- _CHALLENGE_: Will you extract the entries word for word? Images should not appear in the copy.

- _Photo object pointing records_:

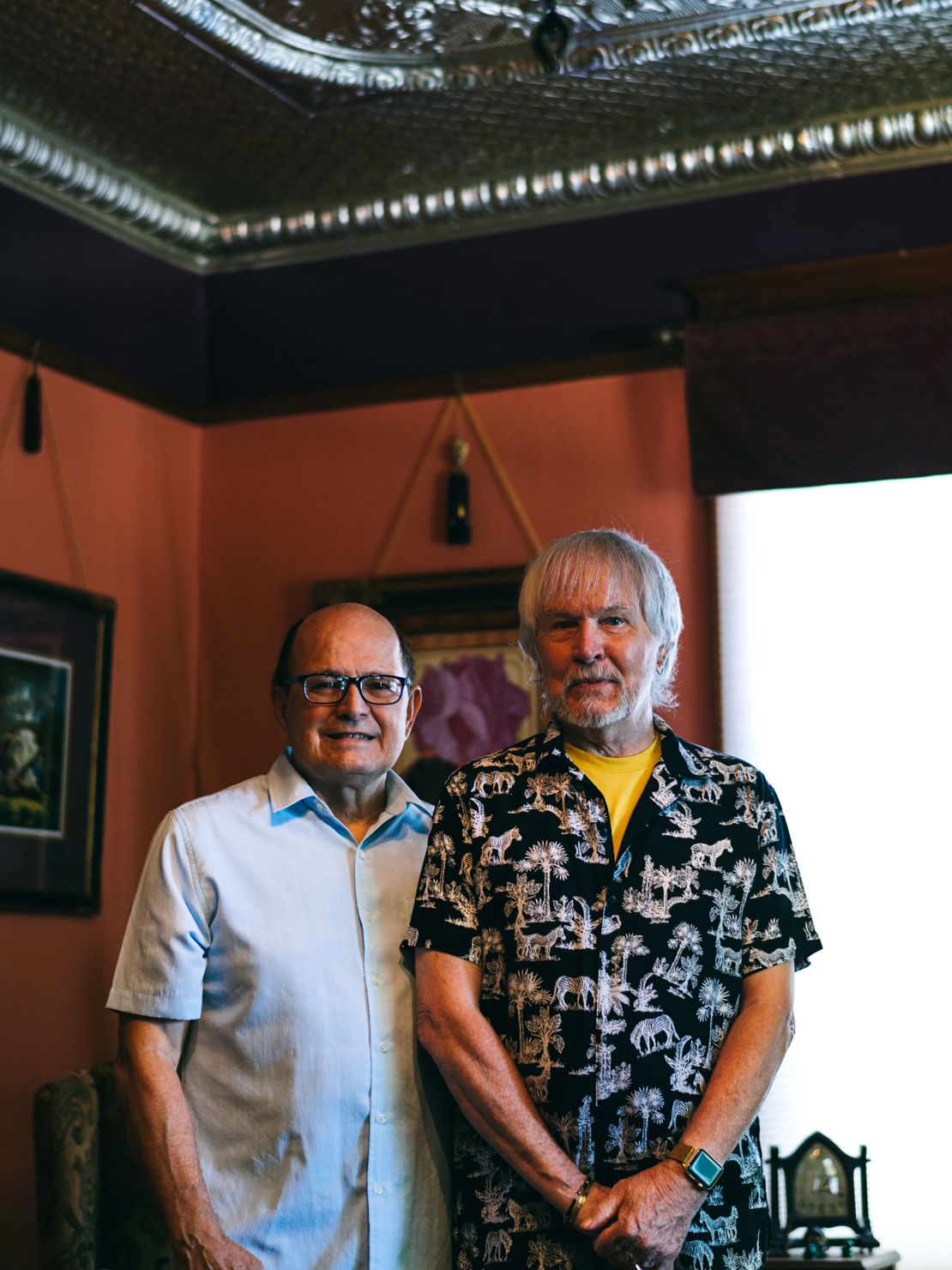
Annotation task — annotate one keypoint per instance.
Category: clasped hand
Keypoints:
(642, 1221)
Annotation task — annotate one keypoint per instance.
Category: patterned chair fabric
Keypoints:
(93, 1208)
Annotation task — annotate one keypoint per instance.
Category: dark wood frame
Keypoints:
(60, 873)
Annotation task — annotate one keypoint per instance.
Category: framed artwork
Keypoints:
(55, 671)
(462, 629)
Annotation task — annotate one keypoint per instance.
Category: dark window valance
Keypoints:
(819, 397)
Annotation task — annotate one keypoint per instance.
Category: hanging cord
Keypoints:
(402, 508)
(502, 479)
(15, 402)
(396, 524)
(58, 471)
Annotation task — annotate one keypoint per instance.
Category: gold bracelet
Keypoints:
(581, 1194)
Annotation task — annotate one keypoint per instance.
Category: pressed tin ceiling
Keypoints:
(222, 134)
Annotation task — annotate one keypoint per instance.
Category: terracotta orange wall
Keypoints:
(134, 481)
(209, 542)
(288, 502)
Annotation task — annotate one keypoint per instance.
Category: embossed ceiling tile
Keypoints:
(222, 136)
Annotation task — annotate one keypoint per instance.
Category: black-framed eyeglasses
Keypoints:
(327, 690)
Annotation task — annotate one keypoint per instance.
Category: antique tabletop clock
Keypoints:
(819, 1195)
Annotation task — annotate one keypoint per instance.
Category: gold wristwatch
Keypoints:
(702, 1170)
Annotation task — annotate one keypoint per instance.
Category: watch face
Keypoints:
(705, 1170)
(820, 1188)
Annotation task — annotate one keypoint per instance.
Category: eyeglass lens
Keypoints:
(381, 690)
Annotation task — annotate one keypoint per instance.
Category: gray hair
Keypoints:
(568, 565)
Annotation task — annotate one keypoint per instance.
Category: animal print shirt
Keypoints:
(612, 984)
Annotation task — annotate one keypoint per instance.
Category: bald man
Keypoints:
(267, 1061)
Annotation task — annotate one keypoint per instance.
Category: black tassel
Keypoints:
(33, 415)
(459, 529)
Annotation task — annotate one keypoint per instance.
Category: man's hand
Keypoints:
(642, 1221)
(214, 1254)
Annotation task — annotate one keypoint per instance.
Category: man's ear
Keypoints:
(414, 698)
(280, 705)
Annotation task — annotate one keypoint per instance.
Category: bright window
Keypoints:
(835, 611)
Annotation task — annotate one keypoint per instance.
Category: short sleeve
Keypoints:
(164, 954)
(777, 921)
(446, 915)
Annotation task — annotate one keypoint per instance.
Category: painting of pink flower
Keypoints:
(470, 708)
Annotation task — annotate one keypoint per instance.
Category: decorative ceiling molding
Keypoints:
(653, 31)
(388, 124)
(208, 244)
(87, 188)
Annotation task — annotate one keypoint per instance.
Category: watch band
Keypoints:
(701, 1169)
(579, 1198)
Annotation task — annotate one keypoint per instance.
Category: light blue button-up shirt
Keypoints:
(320, 1128)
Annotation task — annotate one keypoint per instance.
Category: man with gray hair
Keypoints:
(605, 940)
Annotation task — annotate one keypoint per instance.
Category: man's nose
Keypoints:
(352, 703)
(589, 644)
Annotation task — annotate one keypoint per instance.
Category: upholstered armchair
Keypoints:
(93, 1209)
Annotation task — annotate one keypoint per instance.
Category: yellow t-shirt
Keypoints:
(619, 781)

- _FULL SOLUTION_:
Annotation task — annotate one keypoint per instance.
Category: clasped hand
Keypoints:
(642, 1221)
Annotation task — annotate one keypoint per instance.
Category: patterned chair fabric
Keypoints:
(93, 1208)
Annotation task — annotate one keypoint per instance.
Category: dark wood frame
Keypoints:
(60, 873)
Annotation task — annotate one keypoint per instance.
Category: framed artwork
Keypoints:
(55, 671)
(462, 629)
Annotation task — annotate one keypoint per instance.
Category: dark window valance
Keypoints:
(819, 397)
Annotation task — annotate one keypoint per instance.
Category: hanging cord
Keypoints:
(402, 508)
(502, 479)
(15, 402)
(396, 524)
(58, 471)
Annotation task — annotate one keypoint per instance.
Category: gold bracelet
Keypoints:
(581, 1194)
Annotation task — annotate one keypoint per instance.
Category: pressed tin ceiling
Keypoints:
(222, 134)
Annotation task — annotate one keypoint per instance.
Category: terracotta orange wall
Keypoints:
(134, 481)
(209, 542)
(288, 502)
Annotation task — annotate one keypoint per instance.
Category: embossed ceiling tile
Keypoints:
(222, 136)
Annotation task — annotate one keypoint per instance.
Category: black-framed eyeglasses
Keypoints:
(327, 690)
Annotation task — annotate one keypoint per instance.
Category: antique tabletop clock
Keypoints:
(819, 1195)
Annotation task — annotate one keypoint per instance.
Category: gold wristwatch
Keypoints:
(702, 1170)
Annotation task — annotate one keypoint per instance.
Category: watch face
Keypoints:
(705, 1170)
(820, 1188)
Annotation task — annotate one keypoint per instance.
Category: eyeglass lens
Keypoints:
(381, 690)
Annotation task — annotate one keypoint per instance.
Category: gray hair
Keypoints:
(568, 565)
Annotation task — annotate one keypoint per instance.
Category: animal print shirt
Keypoints:
(612, 984)
Annotation task — annotate one keypoint per instance.
Category: bald man
Keypoints:
(267, 1061)
Annotation task — annotate one keypoint per instance.
Category: black tassel
Keypoints:
(33, 415)
(459, 529)
Annotation task — annotate one keypoint per instance.
Category: man's hand
Keypoints:
(642, 1221)
(214, 1254)
Annotation task — annotate one keypoint per instance.
Category: man's ear
Keypoints:
(414, 698)
(280, 705)
Annotation task — annotate one keypoint per instance.
Category: bright window
Keypoints:
(835, 611)
Annotation task — annotate one keypoint per instance.
Category: short sleeve
Keypoints:
(164, 954)
(777, 921)
(446, 915)
Annotation task — annotate one keypoint per instance.
Category: painting of pink flower
Keypoints:
(470, 708)
Annotation task — annotate one keypoint per instance.
Category: decorative ceiling molding
Keypoints:
(653, 31)
(388, 124)
(208, 244)
(87, 188)
Annotation task — annotate one keypoint per instance.
Category: watch band
Keypoints:
(701, 1169)
(579, 1198)
Annotation task — annotate one keypoint per instance.
Category: light blue button-up shirt
Keypoints:
(320, 1128)
Annotation task — annotate one keypoint per instance.
Category: man with gray hair
Keypoints:
(605, 940)
Annotation task — annotate one keypoint per instance.
Category: man's nose
Keypoints:
(352, 703)
(589, 644)
Annotation task — annotate one keypoint per instance.
Category: upholstered armchair
Keypoints:
(93, 1209)
Annotation task — annotate one keypoint per instance.
Category: yellow t-shirt
Keypoints:
(619, 781)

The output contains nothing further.